• _WORK INSTRUCTIONS_
a) List every year mentioned in the post about Tatiana Schlossberg below, including the date at its top.
b) Duplicate the stretch of the post about Tatiana Schlossberg from "Tatiana Schlossberg, JFK's" through "on the planet.".
c) Pick up the post about Tatiana Schlossberg from the point where it stops, and continue writing it.

• _SOURCE EXCERPT_
Wednesday, August 9, 2017

JFK's Grandaughter is a Reporter for The New York Times, Writing on Climate Change


Tatiana Schlossberg, JFK's granddaughter, is a reporter covering climate change and the environment for the Science section of The New York Times.

Readers of her reports would have learned:
In the Garden of Eden, figuring out what to wear was easy and the fig leaves were environmentally friendly. Today, it’s much harder to find clothes that don’t have some kind of negative impact on the planet.

Textile manufacturers use complicated chemical and industrial processes to make clothing materials, from cotton to synthetic fibers. And while the environmental consequences aren’t always clear, consumption is growing. Americans spent 14 percent more on clothing and footwear in 2016 — around $350 billion total — than they did in 2011, and the trend is similar or greater in much of the rest of the world, according to the market research firm Euromonitor International.

• _DATA_
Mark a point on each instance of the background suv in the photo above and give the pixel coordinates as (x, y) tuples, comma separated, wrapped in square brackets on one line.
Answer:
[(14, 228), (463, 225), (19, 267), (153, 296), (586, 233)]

• _ANSWERS TO EACH TASK_
a) 2017, 2016, 2011

b)
Tatiana Schlossberg, JFK's granddaughter, is a reporter covering climate change and the environment for the Science section of The New York Times.

Readers of her reports would have learned:
In the Garden of Eden, figuring out what to wear was easy and the fig leaves were environmentally friendly. Today, it’s much harder to find clothes that don’t have some kind of negative impact on the planet.

c)
Buying less is the easiest way to make a difference. But when you do need new clothes, you will usually be choosing among four major types of fibers: oil-based synthetics, cotton, rayon and wool. Their environmental trade-offs are so varied that a definitive ranking would be impossible.
And
From the common barn swallow to the exotic giraffe, thousands of animal species are in precipitous decline, a sign that an irreversible era of mass extinction is underway, new research finds...
Dr. Ceballos emphasized that he and his co-authors, Paul R. Ehrlich and Rodolfo Dirzo, both professors at Stanford University, are not alarmists...
Dr. Ehrlich, who rose to prominence in the 1960s after he wrote “The Population Bomb,” a book that predicted the imminent collapse of humanity because of overpopulation, said he saw a similar phenomenon in the animal world as a result of human activity.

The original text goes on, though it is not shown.